Position annotation records:
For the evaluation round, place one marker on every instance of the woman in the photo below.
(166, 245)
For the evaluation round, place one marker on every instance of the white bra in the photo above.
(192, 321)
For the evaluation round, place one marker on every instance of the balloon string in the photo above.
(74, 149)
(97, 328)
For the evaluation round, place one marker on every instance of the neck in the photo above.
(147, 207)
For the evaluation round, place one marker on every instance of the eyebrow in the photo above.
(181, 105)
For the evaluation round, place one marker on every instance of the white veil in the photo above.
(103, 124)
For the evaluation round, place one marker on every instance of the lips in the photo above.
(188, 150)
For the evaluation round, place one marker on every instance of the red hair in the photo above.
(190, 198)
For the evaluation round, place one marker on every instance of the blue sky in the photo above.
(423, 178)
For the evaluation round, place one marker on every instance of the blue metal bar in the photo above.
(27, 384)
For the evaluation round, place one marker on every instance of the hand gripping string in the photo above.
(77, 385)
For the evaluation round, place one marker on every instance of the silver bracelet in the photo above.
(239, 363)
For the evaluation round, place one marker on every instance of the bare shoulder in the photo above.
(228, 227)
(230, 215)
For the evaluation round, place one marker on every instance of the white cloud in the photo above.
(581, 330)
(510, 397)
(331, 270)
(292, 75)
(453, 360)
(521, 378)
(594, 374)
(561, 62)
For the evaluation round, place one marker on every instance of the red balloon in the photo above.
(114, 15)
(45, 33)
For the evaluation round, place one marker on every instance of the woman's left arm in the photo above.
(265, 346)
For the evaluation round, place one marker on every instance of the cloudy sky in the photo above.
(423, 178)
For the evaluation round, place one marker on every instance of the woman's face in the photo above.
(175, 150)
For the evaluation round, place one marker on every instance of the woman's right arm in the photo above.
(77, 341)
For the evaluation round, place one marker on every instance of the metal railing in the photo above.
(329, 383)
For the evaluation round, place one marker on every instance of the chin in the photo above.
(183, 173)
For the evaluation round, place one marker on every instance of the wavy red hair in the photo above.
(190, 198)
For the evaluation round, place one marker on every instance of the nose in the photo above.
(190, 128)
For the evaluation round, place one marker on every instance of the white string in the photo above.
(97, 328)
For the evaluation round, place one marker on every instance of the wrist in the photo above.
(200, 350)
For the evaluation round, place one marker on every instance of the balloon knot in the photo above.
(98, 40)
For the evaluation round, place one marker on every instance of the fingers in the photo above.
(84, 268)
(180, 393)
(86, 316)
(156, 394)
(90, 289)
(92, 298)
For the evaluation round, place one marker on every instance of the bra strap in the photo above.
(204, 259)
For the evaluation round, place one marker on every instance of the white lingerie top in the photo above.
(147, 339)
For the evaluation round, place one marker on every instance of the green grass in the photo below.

### OBJECTIVE:
Extract every line of the listing above word for word, leaving nothing out.

### WORKED ANSWER:
For the evaluation round, place one marker on every instance of the woman in the photo below.
(166, 245)
For the evaluation round, place one marker on every instance of the white bra in the photo above.
(192, 321)
For the evaluation round, place one marker on every instance of the balloon string in the photo above.
(74, 149)
(97, 328)
For the evaluation round, place one marker on every instance of the neck in the photo above.
(147, 207)
For the evaluation round, place one marker on every instance of the eyebrow in the photo above.
(181, 105)
For the evaluation round, place one marker on every instance of the white veil in the photo above.
(103, 124)
For the evaluation round, place one marker on every instance of the lips in the photo above.
(188, 150)
For the evaluation round, place one marker on every instance of the red hair in the photo above.
(190, 198)
For the evaluation round, place one marker on every instance of the blue sky in the photo above.
(423, 178)
For the evaluation round, place one marker on every instance of the blue metal bar in the photo above.
(27, 384)
For the evaluation round, place one marker on every instance of the hand gripping string in the photo above.
(77, 385)
For the evaluation round, place one marker on every instance of the silver bracelet in the photo above.
(239, 363)
For the evaluation round, place one marker on every instance of the bare shoulder in the photo above.
(228, 227)
(230, 215)
For the evaluation round, place one marker on every instance of the white cloud in the photo above.
(581, 330)
(510, 397)
(331, 270)
(292, 75)
(453, 360)
(521, 378)
(594, 374)
(561, 62)
For the evaluation round, place one marker on every instance of the red balloon in the photo above.
(114, 15)
(45, 33)
For the evaluation round, place one marker on every instance of the woman's left arm in the photo above.
(265, 346)
For the evaluation round, place one marker on every instance of the cloudy sky in the photo above.
(423, 178)
For the evaluation round, place one marker on every instance of the woman's face in the photo above.
(175, 150)
For the evaluation round, place one marker on every instance of the woman's right arm in the photo above.
(77, 341)
For the evaluation round, place one marker on every instance of the metal railing in the photo above.
(329, 383)
For the evaluation round, place one marker on every instance of the chin in the photo above.
(183, 173)
For the evaluation round, place one marker on every instance of the wavy red hair in the photo above.
(190, 198)
For the evaluation round, place one marker on every instance of the nose in the photo above.
(190, 128)
For the evaluation round, place one marker on every instance of the white string in the photo above.
(97, 328)
For the evaluation round, place one marker on every instance of the wrist in the photo above.
(200, 350)
For the evaluation round, place one marker on every instance of the balloon knot in the photo above.
(98, 40)
For the evaluation round, place one marker on every instance of the fingers in the photo above.
(84, 268)
(180, 393)
(86, 316)
(156, 394)
(90, 289)
(92, 298)
For the evaluation round, place one marker on every instance of the bra strap in the photo above.
(204, 259)
For the evaluation round, place one marker on every instance of the white lingerie top in the photo above.
(147, 339)
For the evaluation round, place one marker on every instance of the green grass in the photo below.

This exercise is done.